EXTRAIT DE TEXTE -
────────

Baie-Mahault. Jeudi 23 juin 2022. CCN. Le photographe nous présente une exposition intitulée de Basse-Terre à Kiev : Street Art et émotions”. C’est une histoire photographique qui fait référence aux origines de Michel Gogny-Goubert né d’une mère guadeloupéenne et d’un père ukrainien. Cette exposition est un véritable regard croisé sur deux territoires en noir et blanc ou en couleurs. C’est une cartographie de l’art urbain à travers des pans de murs, des portes, des fenêtres, des gouttières toutes décrépies qu’expriment les artistes du street-art de la guadeloupe et de l’Ukraine, avec des clichés qui cherchent à interpeller. Rencontre avec l’artiste.
CCN : Qui êtes-vous Michel Gogny-Goubert ?
Michel Gogny-Goubert : Je suis en Guadeloupe depuis plus de 40 ans. Ma mère est une guadeloupéenne et mon père un ukrainien. Ce qui explique que j’ai fait le melting pot entre l’Ukraine et la Guadeloupe avec cette exposition sur le street-art. J’ai été vétérinaire pendant 45 ans dont 40 en Guadeloupe. Quand j’ai pris ma retraite, je me suis dit que je ne voulais pas veillir idiot, donc je me suis remis à mon premier métier : la phographie, que j’avais pratiqué entre 15 et 22 ans pour me payer mes études. Depuis que je suis à la retraite il y a 8 année de cela, je fais de la photo, de la photo et de la photo.

────────

EXTRAITS DE DONNÉES -
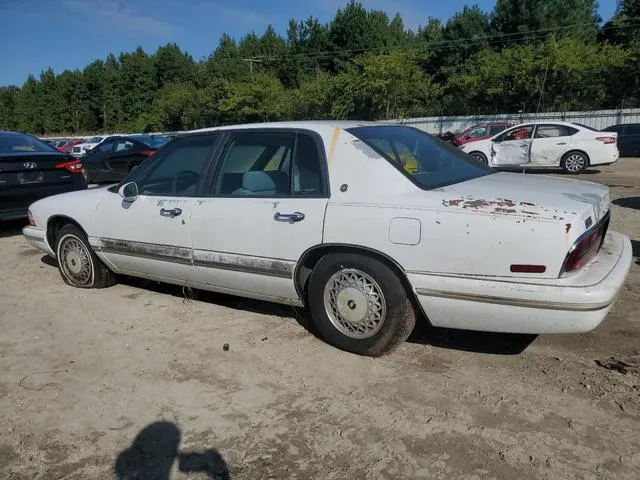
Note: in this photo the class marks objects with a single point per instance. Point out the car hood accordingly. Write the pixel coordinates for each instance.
(540, 197)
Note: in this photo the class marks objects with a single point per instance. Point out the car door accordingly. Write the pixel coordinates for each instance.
(265, 207)
(151, 235)
(126, 154)
(511, 148)
(550, 143)
(94, 161)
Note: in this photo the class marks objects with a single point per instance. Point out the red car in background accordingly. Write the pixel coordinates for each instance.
(481, 132)
(66, 145)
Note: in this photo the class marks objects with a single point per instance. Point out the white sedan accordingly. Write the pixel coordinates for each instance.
(568, 146)
(369, 226)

────────

TRAVAIL À FAIRE -
1 - Dans l'entretien avec le photographe, pendant combien d'années Michel Gogny-Goubert a-t-il été vétérinaire ?
2 - Poursuivez l'entretien avec le photographe à partir de sa dernière phrase.

RÉPONSES -
1 - Pendant 45 ans, dont 40 en Guadeloupe.

2 -
CCN : Quelle est l’influence de votre épouse sur votre travail artistique?
MiGG : Mon épouse est artisan peintre, elle passe des jours, des semaines, voire des mois pour réaliser un petit tableau. Tout est fait à l’ancienne, comme au XVIIème, XVIIIème et XIXème siècles. Elle a exposé à deux reprises à la médiathèque de Baie-Mahault tout comme moi maintenant. Ma femme est ma muse, elle m’inspire beaucoup, elle m’enrichit, elle m’ouvre des portes.
CCN : Qu’est-ce qui vous a donné l’envie de faire de la photographie?
MiGG : Dans la photographie il y a à la fois la technique et l’accès à l’émotion. Je suis d’abord un technicien, j’aime la chimie et la physique. Il y a la technique scientifique et en même temps une ouverture sur la poésie sur le ressentie. C’est ce qui m’a fait venir à la photographie.
CCN : votre façon de travailler ?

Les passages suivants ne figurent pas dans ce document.